## READING PASSAGE:
Skip to content

CEGRcode/2024-Krebs_Science

Repository files navigation

Genome-wide rotational and translational setting of transcription factors with nucleosomes

Jordan E. Krebs† 1,2, Haining Chen† 2, Olivia W. Lang2, William K. M. Lai2, B. Franklin Pugh2

† Co-first author

1MD/PhD Medical Scientist Training Program, Penn State College of Medicine, Hershey, PA, USA.

2Department of Molecular Biology and Genetics, Cornell University, Ithaca, New York, 14853, USA

Correspondence:[email protected]

PMID : XXXXXXXX

GEO ID : GSE266547

Abstract

Genes are regulated by transcription factors (TFs) bound to DNA sites (TFBS). Unbound sites are often nucleosomal and inaccessible. Current assays cannot address whether TFs encounter phasing of the DNA helix on nucleosomal surfaces across a natural genomic context, and how this may change upon TF binding. Here we use an endonuclease, either alone or coupled to ChIP-exo to measure the genomic rotational and translational (positional) phasing of nucleosomal DNA at unbound and TF-bound TFBSs in human cells. Unbound sites had a preferred rotational phase, but generally lacked a translational phase. In contrast, TF/TFBS complexes were often engaged with an adjacent translationally and rotationally phased nucleosome. Thus, a few molecular themes may govern how TFs engage nucleosomes.

Directions

To recreate the figures for this manuscript, please execute the scripts in each directory in numerical order. Each directory's README includes more specific details on execution. To be more explicit, run the scripts in each directory in the following order: 00_Download_and_Preprocessing, 01_Run_GenoPipe, 02_Call_Nucleosomes, 03_Call_JASPAR, 04_Call_Motifs, X_Bulk_Processing, and then finally Z_Figures.

Dependencies

Use the following anaconda environment initialization for setting up dependencies

conda create -n bx -c bioconda -c conda-forge bedtools bowtie2 bwa cutadapt meme opencv pandas samtools scipy sra-tools wget pybigwig

For genetrack-executing script, a python2 environment needed to be created. The create command for that env is as follows:

conda create -n genetrack -c conda-forge -c bioconda python=2.7 numpy

Table of Contents

00_Download_and_Preprocessing

Perform the preprocessing steps including alignment of raw sequencing data from both novel and previously published data.

01_Run_GenoPipe

Perform quality control for genetic background on these data by running GenoPipe on the aligned BAMs.

02_Call_Nucleosomes

Call nucleosome positions and identify TSS and +1 nucleosome reference points with different sorts.

03_Call_JASPAR

Call JASPAR motifs and subset to "bound" sites using ENCODE peak data.

04_Call_Motifs

Build de novo sequence-specific transcription factor (ssTF) motif reference points using Benzonase ChIP-exo data.

X_Bulk_Processing

With the BAM and BED files built from the scripts in the above directories, perform bulk read pileups for heatmaps and composites.

Z_Figures

Copy/organize results from bulk processing into figure-specific directories corresponding to subfigures in the manuscript. Also includes custom/one-off scripts for analysis that didn't need bulk-style execution.

data

Store large files to be globally accessed by the scripts in each directory

bin

Generalized scripts and executables for global access by each of the numbered directories.

## ENTRIES SUPPLIED:
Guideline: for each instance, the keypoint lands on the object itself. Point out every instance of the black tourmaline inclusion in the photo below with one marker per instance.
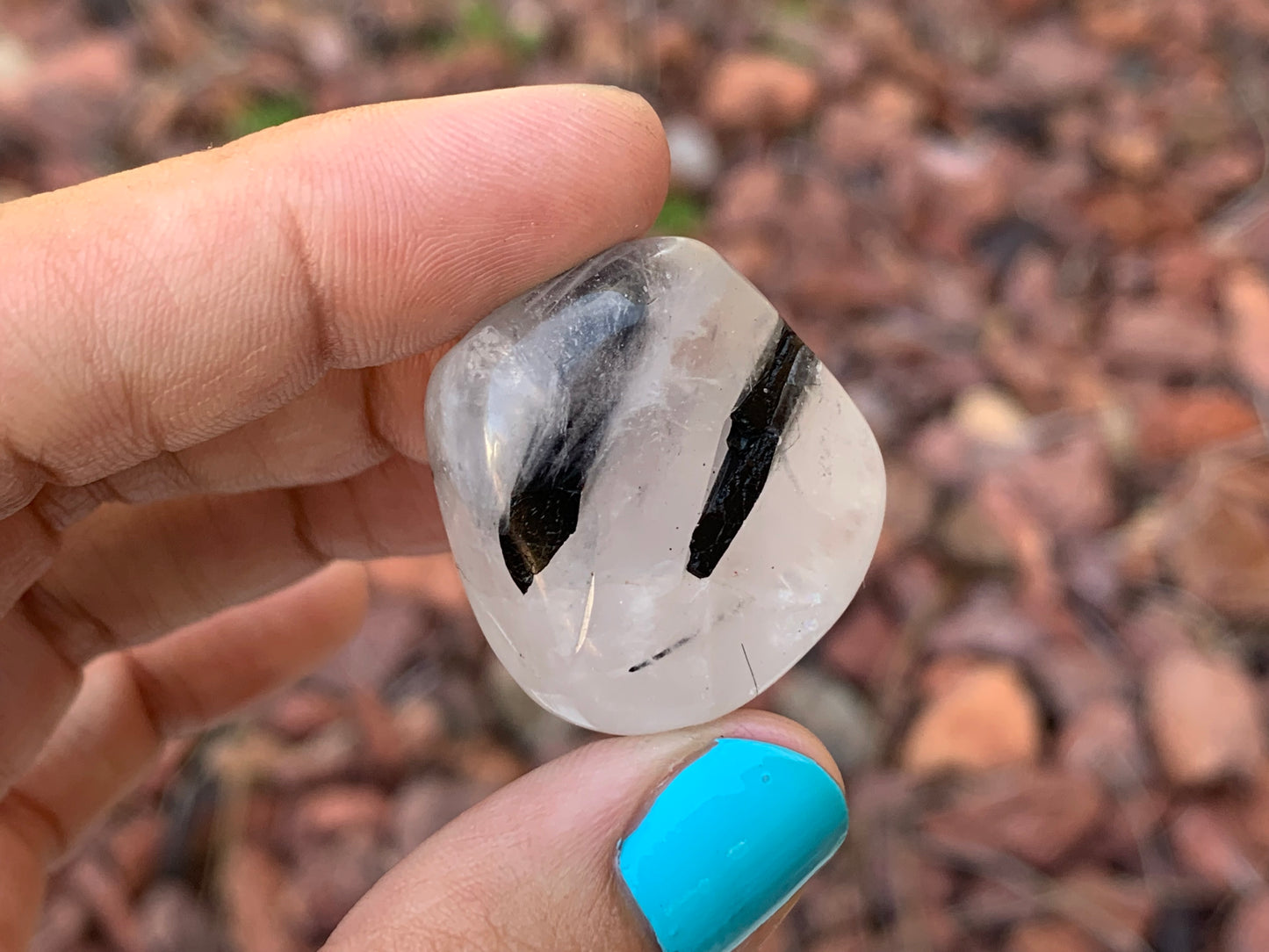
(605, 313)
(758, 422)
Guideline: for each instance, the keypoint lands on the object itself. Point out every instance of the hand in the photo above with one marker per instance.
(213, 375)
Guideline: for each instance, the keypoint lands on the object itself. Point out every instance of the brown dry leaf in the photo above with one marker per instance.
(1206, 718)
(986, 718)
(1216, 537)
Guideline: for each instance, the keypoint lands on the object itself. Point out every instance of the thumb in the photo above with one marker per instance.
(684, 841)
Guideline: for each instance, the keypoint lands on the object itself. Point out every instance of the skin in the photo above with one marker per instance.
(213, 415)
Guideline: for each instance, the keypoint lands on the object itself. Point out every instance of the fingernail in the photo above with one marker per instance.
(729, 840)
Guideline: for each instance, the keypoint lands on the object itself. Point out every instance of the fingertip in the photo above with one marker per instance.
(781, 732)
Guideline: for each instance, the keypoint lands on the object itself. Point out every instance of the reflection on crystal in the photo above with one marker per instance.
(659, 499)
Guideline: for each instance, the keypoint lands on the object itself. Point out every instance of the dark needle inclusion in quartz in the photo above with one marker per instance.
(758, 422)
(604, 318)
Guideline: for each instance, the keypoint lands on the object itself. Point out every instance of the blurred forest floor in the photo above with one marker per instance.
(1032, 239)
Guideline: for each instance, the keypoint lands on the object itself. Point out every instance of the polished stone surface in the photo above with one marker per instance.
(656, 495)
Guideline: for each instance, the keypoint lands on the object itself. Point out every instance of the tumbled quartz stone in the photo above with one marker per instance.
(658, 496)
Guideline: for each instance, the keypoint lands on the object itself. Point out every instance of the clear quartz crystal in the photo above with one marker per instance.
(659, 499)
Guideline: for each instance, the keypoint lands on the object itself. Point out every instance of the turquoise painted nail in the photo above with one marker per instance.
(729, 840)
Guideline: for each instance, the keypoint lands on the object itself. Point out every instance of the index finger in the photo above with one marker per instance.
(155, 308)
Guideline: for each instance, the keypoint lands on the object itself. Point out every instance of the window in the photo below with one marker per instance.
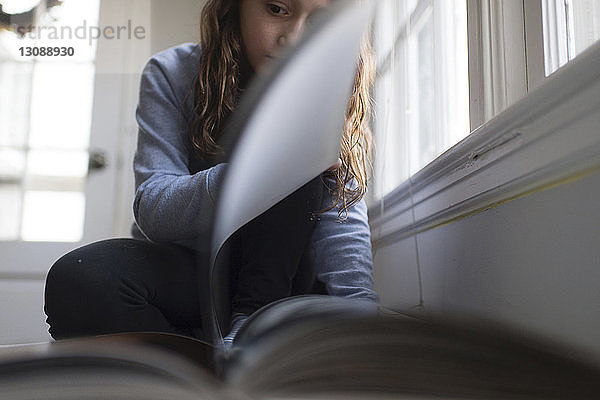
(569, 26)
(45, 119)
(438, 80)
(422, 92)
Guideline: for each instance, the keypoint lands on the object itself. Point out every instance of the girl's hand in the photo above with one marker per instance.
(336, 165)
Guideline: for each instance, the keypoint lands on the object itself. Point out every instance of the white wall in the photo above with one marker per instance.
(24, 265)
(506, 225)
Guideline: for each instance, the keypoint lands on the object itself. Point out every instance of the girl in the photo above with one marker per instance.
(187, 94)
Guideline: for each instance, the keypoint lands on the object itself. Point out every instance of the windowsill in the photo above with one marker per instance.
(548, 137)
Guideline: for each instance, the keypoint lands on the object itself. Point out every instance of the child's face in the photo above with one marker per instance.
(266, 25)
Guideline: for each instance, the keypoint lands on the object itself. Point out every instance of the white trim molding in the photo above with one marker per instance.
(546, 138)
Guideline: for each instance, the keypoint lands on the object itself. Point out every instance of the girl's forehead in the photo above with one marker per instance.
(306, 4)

## ASSIGNMENT A:
Using the repository README, decide whether each statement agrees with it. Answer yes or no for each and quote the words that settle it.
(i) Unbound sites generally showed a translational phase.
(ii) The genetrack-executing script calls for a separate python2 environment.
(iii) The Z_Figures scripts run before the X_Bulk_Processing scripts.
## ASSIGNMENT B:
Please write out the repository README's wording from "Use the following" up to and including "previously published data.".
The records aren't needed for anything here.

## TASK RESPONSE A:
(i) No: "Unbound sites had a preferred rotational phase, but generally lacked a translational phase."
(ii) Yes: "For genetrack-executing script, a python2 environment needed to be created."
(iii) No: "X_Bulk_Processing, and then finally Z_Figures."

## TASK RESPONSE B:
Use the following anaconda environment initialization for setting up dependencies

conda create -n bx -c bioconda -c conda-forge bedtools bowtie2 bwa cutadapt meme opencv pandas samtools scipy sra-tools wget pybigwig

For genetrack-executing script, a python2 environment needed to be created. The create command for that env is as follows:

conda create -n genetrack -c conda-forge -c bioconda python=2.7 numpy

Table of Contents

00_Download_and_Preprocessing

Perform the preprocessing steps including alignment of raw sequencing data from both novel and previously published data.